Auf diese Weise – so sehen es Menschenrechtsorganisationen – wurden dort Grundfreiheiten quasi abgeschafft. Der Hilfsfonds verhalf daher Pro-Demokratie-Aktivisten zum Anspruch auf Rechtsschutz, wie ihn die Allgemeine Erklärung der Menschenrechte vorsieht. Die 2019 gegründete Organisation ermöglichte den Verfolgten mit Spenden, sich anwaltlichen Beistand zu nehmen und wurde im vorigen Jahr nach Ermittlungen aufgelöst. Die weiteren Inhaftierten sind der Kulturwissenschaftler Hui Po-keung, die Rechtsanwältin und Journalistin sowie vormaliges Mitglied des Legislativrats Margaret Ng Ngoi-yee, die Sängerin und LGBT-Aktivistin Denise Ho Wan-see. Allen vier Menschenrechtsverteidigern droht nun, nach Festlandchina überstellt zu werden sich dort vor Gericht verantworten zu müssen. Das Strafmaß im Falle einer Verurteilung reicht von drei Jahren bis zu lebenslanger Haft.

Zen nannte des Gesetz "beängstigend"

▸ **AUFGABE 1**: Fasse den Absatz des Textausschnitts, der mit „Auf diese Weise“ beginnt, knapper als Stichpunktliste zusammen und behalte seine wichtigsten Fakten bei.

▸ **VORLIEGENDE ZEILEN**:
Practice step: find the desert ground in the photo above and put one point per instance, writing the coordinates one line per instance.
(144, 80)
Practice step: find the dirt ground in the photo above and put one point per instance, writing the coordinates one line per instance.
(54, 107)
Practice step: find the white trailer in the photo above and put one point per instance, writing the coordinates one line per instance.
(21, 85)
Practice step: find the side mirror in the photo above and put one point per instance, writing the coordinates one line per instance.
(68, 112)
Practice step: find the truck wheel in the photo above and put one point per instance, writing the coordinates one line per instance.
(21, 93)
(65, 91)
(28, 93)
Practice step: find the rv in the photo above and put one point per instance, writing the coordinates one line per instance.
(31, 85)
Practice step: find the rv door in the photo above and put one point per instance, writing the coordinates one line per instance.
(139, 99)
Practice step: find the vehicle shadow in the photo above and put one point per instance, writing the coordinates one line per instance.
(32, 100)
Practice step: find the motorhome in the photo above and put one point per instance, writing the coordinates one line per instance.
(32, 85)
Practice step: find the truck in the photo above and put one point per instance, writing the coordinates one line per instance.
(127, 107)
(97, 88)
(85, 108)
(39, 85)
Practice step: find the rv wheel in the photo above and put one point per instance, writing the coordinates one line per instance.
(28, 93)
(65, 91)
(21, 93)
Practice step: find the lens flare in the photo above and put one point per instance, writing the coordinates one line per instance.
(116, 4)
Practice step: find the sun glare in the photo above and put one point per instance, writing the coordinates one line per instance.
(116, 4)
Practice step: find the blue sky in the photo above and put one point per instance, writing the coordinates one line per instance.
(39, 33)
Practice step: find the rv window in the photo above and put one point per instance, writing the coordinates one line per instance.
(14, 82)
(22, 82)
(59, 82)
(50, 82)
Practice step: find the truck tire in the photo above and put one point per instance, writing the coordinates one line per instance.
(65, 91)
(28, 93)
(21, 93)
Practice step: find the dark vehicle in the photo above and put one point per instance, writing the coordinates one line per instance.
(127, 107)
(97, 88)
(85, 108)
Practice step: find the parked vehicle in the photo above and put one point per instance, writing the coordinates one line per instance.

...

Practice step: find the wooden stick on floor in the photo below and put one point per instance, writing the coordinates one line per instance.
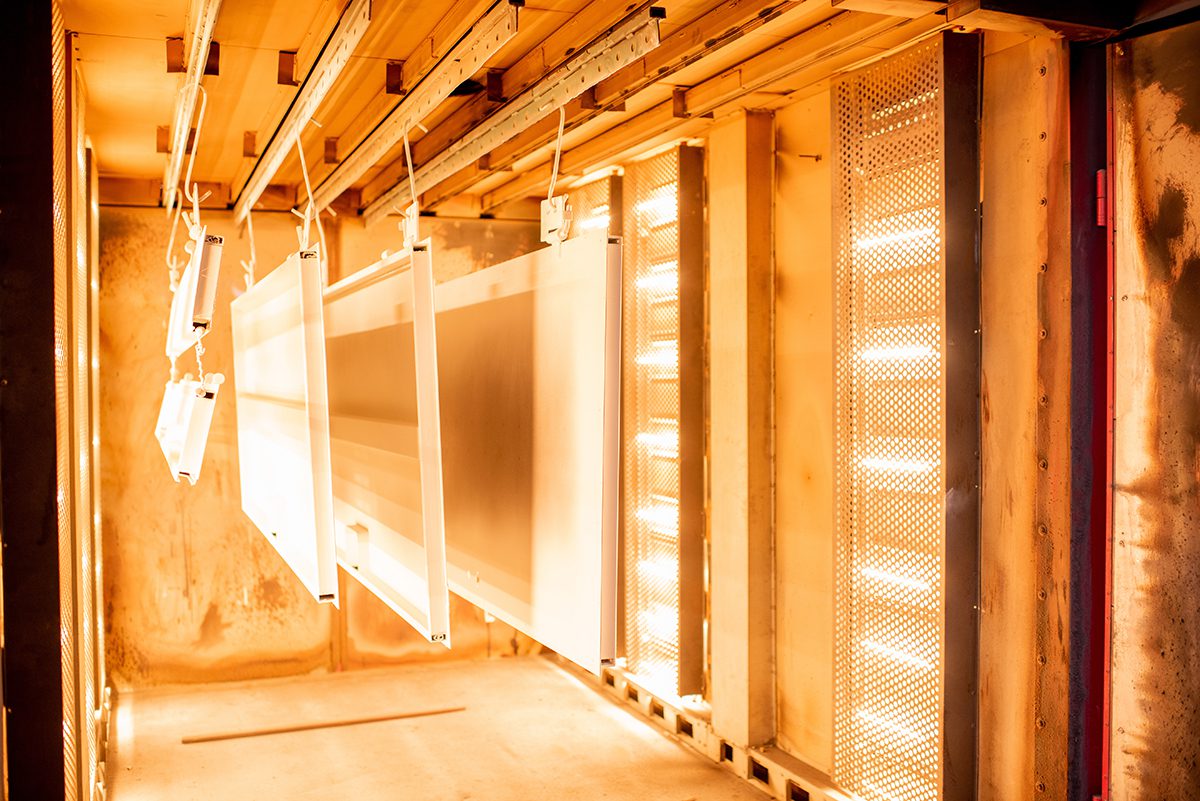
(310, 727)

...

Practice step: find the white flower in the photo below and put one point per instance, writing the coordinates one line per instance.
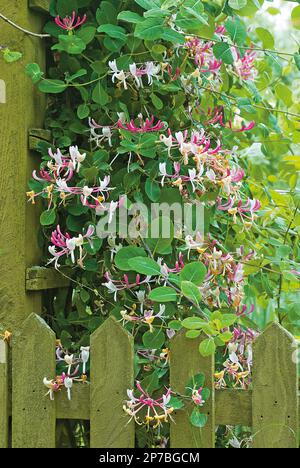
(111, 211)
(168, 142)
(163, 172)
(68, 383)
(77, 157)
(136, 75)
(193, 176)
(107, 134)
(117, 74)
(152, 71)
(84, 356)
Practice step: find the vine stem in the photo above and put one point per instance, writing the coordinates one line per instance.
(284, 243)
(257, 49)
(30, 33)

▸ **AUFGABE 2**: Gib aus den Zeilen oben den Abschnitt ab der Zeile mit „Practice step: find the rv window“ bis einschließlich der Zeile mit „Practice step: find the parked“ als JSON-Liste von Strings wieder, mit einem String pro Zeile und ohne Leerzeilen.

▸ **ERGEBNIS 1**:
- Menschenrechtsorganisationen zufolge wurden dort Grundfreiheiten quasi abgeschafft.
- Der Hilfsfonds verhalf Pro-Demokratie-Aktivisten zum Anspruch auf Rechtsschutz nach der Allgemeinen Erklärung der Menschenrechte.
- Die 2019 gegründete Organisation ermöglichte Verfolgten mit Spenden anwaltlichen Beistand. Im vorigen Jahr wurde sie nach Ermittlungen aufgelöst.
- Weitere Inhaftierte sind der Kulturwissenschaftler Hui Po-keung, die Rechtsanwältin, Journalistin und frühere Legislativrat-Abgeordnete Margaret Ng Ngoi-yee sowie die Sängerin und LGBT-Aktivistin Denise Ho Wan-see.
- Allen vier Menschenrechtsverteidigern droht die Überstellung nach Festlandchina und ein Gerichtsverfahren dort.
- Bei einer Verurteilung reicht das Strafmaß von drei Jahren bis zu lebenslanger Haft.

▸ **ERGEBNIS 2**:
[
  "Practice step: find the rv window in the photo above and put one point per instance, writing the coordinates one line per instance.",
  "(14, 82)",
  "(22, 82)",
  "(59, 82)",
  "(50, 82)",
  "Practice step: find the truck tire in the photo above and put one point per instance, writing the coordinates one line per instance.",
  "(65, 91)",
  "(28, 93)",
  "(21, 93)",
  "Practice step: find the dark vehicle in the photo above and put one point per instance, writing the coordinates one line per instance.",
  "(127, 107)",
  "(97, 88)",
  "(85, 108)",
  "Practice step: find the parked vehicle in the photo above and put one point per instance, writing the coordinates one line per instance."
]